### WORK TO BE COMPLETED
Reproduce the stretch of the data from the line containing "Tag the dog in" through the end of the data, requests included. Scale every answer coordinate by 0.75, rounding to whole numbers with halves rounded up, and leave the request lines and their sample coordinates unchanged. Output only these lines, without the pictures.

┏━━

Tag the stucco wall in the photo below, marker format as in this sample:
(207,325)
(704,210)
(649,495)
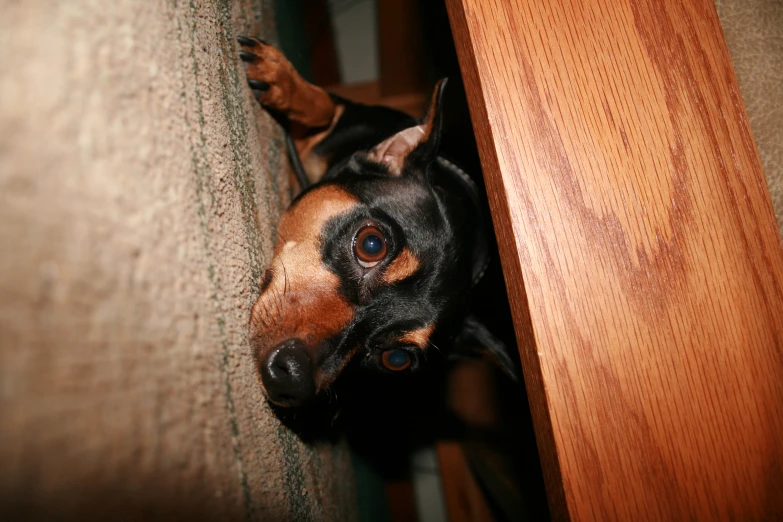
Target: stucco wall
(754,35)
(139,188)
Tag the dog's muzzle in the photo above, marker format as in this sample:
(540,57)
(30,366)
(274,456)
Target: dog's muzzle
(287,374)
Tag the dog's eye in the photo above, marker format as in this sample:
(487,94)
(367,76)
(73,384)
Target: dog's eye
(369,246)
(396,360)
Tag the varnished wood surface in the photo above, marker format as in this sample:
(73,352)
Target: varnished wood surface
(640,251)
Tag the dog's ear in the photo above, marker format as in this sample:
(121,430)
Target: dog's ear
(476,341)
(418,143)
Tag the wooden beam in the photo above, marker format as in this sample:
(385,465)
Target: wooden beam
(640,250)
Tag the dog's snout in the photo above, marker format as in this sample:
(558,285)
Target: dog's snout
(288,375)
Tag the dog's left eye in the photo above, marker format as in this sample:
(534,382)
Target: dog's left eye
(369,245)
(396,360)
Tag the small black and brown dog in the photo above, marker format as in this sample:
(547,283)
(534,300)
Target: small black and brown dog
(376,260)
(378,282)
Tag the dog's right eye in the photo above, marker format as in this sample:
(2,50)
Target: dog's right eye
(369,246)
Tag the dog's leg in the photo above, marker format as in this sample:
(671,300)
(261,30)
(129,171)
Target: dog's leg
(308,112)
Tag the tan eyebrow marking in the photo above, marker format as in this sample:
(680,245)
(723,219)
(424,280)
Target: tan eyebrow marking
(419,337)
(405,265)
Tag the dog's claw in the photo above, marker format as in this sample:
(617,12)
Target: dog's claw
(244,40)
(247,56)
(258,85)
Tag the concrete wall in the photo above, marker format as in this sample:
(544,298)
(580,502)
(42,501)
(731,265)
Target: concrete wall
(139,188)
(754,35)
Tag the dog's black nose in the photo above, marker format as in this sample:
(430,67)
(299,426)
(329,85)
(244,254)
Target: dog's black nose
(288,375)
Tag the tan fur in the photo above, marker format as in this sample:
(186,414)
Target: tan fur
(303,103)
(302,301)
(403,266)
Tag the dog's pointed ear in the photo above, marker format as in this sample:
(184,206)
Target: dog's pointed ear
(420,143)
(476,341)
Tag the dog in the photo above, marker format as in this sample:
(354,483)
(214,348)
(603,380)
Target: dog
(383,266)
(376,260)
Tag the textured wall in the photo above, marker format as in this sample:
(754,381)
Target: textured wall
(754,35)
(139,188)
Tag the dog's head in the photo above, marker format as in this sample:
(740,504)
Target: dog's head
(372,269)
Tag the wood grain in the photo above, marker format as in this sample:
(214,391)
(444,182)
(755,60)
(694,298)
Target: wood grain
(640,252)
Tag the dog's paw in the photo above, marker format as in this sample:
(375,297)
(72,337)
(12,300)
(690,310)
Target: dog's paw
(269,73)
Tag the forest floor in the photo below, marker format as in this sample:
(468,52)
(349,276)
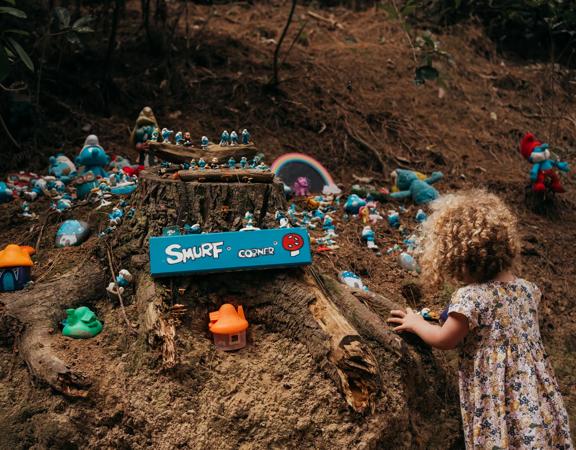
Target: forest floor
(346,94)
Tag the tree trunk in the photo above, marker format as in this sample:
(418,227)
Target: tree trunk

┗━━

### FULL RESPONSE
Tag the dog in the photo above, marker format as in this sample:
(354,483)
(214,348)
(603,380)
Target: dog
(287,200)
(282,195)
Tag the textured wall in the photo above, marker format as in this sample:
(754,381)
Target: textured wall
(566,26)
(104,141)
Tag the dog's head in the photo above, marker format as in this sample:
(740,504)
Target: dog's head
(279,202)
Tag the wood grain in the photo above, marker format as in this sample:
(214,391)
(444,182)
(755,60)
(694,298)
Target: wood grain
(480,189)
Tag the dog's paw in the photo above, marker format as in this sample:
(375,297)
(72,337)
(12,300)
(690,310)
Target: dog's paw
(202,55)
Tag the forest floor in the photo below, marker format as in this sample:
(468,52)
(349,276)
Target: forest floor
(260,71)
Tag the tree trunk in the photo above, marker format as in this sample:
(418,227)
Target: tree trunk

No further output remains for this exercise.